### Extrait de page

L’autre pôle, celui de l’eschatologie, est signifié par l’évocation du Royaume des Cieux. Nous y retrouvons à nouveau un manque dans la chair, puisqu’il y a des "eunuques à cause du Royaume des Cieux".
Le manque dans la chair, c’est l’appel à l’union dans la différence maintenue. Dans l’ordre de la création, le manque dans la chair est appel à l’union de l’homme et de la femme dans la différence maintenue. Dans l’ordre eschatologique, où s’accomplit l’ordre de la création, le manque dans la chair est appel à l’union de l’homme avec Dieu, dans la différence maintenue.
Ainsi l’appel évangélique s’enracine dans une réalité anthropologique. Réalité d’une grande portée au seul plan de notre humanité, car le manque interdit toute suffisance et il implique la solidarité avec tous ceux qui manquent (les autres catégories d’eunuques...).
Bref, le texte n’oppose pas célibat et mariage pour exalter l’un aux dépens de l’autre. Il les valorise corrélativement. Ce faisant il ouvre une alternative fondamentale pour la réalisation de la vocation chrétienne. Alternative radicale, ce qui s’indique notamment dans le fait qu’elle concerne le corps propre (et par là aussi le corps social et ecclésial).
II - DE MULTIPLES FIGURES CONCRETES
La bi-polarité fondamentale entre mariage et célibat donne lieu à de multiples figures concrètes quand elle croise d’autres principes de différenciation.

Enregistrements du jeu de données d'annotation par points
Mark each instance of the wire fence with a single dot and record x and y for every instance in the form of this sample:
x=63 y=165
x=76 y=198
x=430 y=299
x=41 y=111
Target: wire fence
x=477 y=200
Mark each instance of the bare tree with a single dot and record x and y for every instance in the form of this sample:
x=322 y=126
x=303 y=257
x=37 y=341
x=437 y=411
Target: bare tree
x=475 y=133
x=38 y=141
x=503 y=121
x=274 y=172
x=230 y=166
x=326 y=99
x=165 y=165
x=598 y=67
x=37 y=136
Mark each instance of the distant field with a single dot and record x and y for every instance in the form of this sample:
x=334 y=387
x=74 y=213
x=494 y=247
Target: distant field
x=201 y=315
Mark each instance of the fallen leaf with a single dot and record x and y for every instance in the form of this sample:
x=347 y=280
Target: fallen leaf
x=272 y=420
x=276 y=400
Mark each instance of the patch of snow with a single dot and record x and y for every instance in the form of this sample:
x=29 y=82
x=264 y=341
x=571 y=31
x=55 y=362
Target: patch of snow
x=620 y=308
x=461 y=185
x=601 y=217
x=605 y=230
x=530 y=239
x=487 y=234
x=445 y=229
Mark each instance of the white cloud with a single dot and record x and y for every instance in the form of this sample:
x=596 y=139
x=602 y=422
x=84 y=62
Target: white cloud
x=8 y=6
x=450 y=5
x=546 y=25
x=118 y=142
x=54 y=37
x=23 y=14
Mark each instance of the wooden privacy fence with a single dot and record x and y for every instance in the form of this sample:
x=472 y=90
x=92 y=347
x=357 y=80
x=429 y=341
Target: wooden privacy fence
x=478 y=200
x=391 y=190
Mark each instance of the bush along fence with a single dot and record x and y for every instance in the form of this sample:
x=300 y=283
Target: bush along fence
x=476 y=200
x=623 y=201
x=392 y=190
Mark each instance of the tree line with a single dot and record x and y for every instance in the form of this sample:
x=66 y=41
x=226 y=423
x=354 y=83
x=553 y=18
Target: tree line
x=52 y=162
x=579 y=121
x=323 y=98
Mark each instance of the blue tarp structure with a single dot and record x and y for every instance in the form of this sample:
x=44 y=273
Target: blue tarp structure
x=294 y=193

### Consigne
Pour chacune des affirmations suivantes, dites si elle concorde avec l'extrait sur le célibat et le mariage, en répondant par oui ou par non et en citant les mots décisifs du texte. (a) Le texte oppose célibat et mariage afin d'exalter l'un aux dépens de l'autre. (b) Dans l'ordre de la création, le manque dans la chair appelle à l'union de l'homme et de la femme. (c) Le manque implique la solidarité avec tous ceux qui manquent. La liste ci-dessus n'intervient pas dans ce travail.

### Corrigé détaillé
(a) Non : « le texte n’oppose pas célibat et mariage pour exalter l’un aux dépens de l’autre ».
(b) Oui : « Dans l’ordre de la création, le manque dans la chair est appel à l’union de l’homme et de la femme dans la différence maintenue ».
(c) Oui : « il implique la solidarité avec tous ceux qui manquent ».